A block of data
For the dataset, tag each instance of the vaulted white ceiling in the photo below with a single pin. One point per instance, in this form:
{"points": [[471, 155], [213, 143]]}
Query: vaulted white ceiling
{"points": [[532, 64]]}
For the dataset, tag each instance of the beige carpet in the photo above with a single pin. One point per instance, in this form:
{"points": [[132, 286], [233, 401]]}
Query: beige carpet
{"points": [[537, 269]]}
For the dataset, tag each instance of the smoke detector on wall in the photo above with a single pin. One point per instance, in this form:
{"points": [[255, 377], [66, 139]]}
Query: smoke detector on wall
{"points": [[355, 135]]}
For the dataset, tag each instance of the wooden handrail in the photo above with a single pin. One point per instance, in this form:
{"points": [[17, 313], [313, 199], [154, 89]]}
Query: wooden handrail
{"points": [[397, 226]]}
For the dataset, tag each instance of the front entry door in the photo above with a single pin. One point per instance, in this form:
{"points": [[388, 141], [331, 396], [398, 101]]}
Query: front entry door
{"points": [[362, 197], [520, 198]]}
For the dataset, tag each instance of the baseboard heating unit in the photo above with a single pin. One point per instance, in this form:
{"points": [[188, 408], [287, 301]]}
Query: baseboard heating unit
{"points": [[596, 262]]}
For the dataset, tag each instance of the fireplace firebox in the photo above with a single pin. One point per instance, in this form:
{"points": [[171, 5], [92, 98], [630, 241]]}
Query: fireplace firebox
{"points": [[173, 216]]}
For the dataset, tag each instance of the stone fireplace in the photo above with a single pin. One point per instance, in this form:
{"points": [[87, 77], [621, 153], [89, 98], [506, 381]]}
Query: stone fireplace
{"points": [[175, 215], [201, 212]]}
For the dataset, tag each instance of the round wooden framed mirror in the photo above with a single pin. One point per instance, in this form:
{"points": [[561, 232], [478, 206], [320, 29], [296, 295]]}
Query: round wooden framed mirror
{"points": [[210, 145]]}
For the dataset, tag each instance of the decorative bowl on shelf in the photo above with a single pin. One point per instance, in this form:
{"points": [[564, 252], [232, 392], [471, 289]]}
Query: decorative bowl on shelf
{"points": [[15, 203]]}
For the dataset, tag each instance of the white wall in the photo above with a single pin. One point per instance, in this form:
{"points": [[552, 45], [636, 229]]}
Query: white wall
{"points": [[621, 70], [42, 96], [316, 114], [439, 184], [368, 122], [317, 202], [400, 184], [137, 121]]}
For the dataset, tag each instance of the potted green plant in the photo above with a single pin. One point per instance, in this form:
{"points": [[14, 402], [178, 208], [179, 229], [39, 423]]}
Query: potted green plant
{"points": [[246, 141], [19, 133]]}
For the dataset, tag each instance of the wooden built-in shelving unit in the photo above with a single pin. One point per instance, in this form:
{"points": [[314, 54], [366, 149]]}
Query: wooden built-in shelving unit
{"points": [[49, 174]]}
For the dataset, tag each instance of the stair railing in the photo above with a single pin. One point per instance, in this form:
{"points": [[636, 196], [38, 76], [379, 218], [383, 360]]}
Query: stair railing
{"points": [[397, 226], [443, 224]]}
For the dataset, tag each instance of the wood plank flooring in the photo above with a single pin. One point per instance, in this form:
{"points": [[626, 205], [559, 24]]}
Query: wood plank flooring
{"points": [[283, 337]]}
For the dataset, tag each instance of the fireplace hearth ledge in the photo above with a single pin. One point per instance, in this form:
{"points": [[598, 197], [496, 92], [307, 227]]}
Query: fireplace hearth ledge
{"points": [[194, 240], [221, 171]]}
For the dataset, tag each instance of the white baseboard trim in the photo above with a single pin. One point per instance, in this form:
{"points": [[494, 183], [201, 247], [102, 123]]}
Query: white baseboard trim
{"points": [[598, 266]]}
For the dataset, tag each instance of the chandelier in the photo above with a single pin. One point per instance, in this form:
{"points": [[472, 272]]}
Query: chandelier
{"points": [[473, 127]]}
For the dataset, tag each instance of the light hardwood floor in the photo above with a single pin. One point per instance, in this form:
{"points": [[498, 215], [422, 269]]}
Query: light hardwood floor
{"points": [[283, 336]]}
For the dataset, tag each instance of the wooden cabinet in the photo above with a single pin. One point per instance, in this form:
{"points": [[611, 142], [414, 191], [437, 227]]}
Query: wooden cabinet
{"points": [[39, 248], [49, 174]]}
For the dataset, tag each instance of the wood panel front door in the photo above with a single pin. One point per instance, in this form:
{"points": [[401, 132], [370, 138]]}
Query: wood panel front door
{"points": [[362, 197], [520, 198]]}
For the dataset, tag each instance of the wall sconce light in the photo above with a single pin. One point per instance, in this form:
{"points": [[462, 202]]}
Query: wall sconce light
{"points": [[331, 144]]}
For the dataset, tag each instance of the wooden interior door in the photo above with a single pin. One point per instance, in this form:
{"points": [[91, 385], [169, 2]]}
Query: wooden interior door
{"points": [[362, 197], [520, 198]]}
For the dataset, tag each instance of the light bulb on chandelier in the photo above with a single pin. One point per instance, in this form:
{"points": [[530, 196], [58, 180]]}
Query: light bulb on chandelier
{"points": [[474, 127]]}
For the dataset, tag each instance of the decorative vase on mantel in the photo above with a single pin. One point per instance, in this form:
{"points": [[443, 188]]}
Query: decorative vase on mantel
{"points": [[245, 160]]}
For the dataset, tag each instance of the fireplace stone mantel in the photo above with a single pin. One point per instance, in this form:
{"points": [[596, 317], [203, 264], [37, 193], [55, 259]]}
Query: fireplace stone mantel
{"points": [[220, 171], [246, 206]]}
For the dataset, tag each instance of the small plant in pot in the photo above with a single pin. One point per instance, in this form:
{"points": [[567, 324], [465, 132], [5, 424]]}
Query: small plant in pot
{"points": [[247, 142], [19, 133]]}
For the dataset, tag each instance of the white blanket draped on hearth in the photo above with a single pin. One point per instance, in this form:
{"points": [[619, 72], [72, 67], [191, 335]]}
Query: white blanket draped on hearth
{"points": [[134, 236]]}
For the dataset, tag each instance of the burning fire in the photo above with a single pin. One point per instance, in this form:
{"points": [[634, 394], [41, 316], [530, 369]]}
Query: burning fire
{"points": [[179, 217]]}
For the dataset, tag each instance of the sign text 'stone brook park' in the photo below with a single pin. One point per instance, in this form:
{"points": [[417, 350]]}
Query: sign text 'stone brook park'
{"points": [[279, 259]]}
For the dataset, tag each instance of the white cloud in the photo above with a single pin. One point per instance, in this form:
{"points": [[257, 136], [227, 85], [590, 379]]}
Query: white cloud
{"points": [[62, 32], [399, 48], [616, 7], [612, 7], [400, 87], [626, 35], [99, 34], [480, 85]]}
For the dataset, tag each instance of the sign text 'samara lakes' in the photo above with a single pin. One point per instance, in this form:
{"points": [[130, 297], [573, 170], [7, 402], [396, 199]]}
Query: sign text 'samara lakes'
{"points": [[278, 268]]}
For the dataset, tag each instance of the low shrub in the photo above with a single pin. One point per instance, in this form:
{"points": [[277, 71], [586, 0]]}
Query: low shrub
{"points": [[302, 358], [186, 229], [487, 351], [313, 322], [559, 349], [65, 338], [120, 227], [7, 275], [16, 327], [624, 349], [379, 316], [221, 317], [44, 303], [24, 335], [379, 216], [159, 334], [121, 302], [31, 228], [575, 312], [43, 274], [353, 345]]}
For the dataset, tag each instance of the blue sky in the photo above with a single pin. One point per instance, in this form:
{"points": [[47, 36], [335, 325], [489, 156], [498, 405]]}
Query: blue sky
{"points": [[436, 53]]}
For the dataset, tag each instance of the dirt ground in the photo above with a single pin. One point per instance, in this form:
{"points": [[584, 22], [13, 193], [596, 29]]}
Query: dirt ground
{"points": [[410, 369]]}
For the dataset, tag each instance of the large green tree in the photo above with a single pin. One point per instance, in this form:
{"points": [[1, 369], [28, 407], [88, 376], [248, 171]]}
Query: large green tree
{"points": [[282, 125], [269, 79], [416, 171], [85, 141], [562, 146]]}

**Exercise instructions**
Only the lines from the one containing "For the dataset, tag each instance of the blue" to the end of the data should be printed, exactly as they stand.

**Answer in full**
For the dataset, tag each instance of the blue sky in the photo above with a single pin. One point per instance, in this form:
{"points": [[47, 36], [335, 325], [489, 156], [498, 405]]}
Query: blue sky
{"points": [[436, 53]]}
For the dataset, tag each instance of the dirt ground in the photo above with a single pin. One point per instance, in this form:
{"points": [[584, 22], [13, 193], [596, 29]]}
Query: dirt ground
{"points": [[410, 369]]}
For the dataset, tag each instance of the large green tree in the photo above with a single pin. One point per instance, in this form:
{"points": [[1, 369], [28, 407], [88, 376], [248, 171]]}
Query: large green tree
{"points": [[282, 125], [269, 79], [416, 171], [85, 141], [562, 146]]}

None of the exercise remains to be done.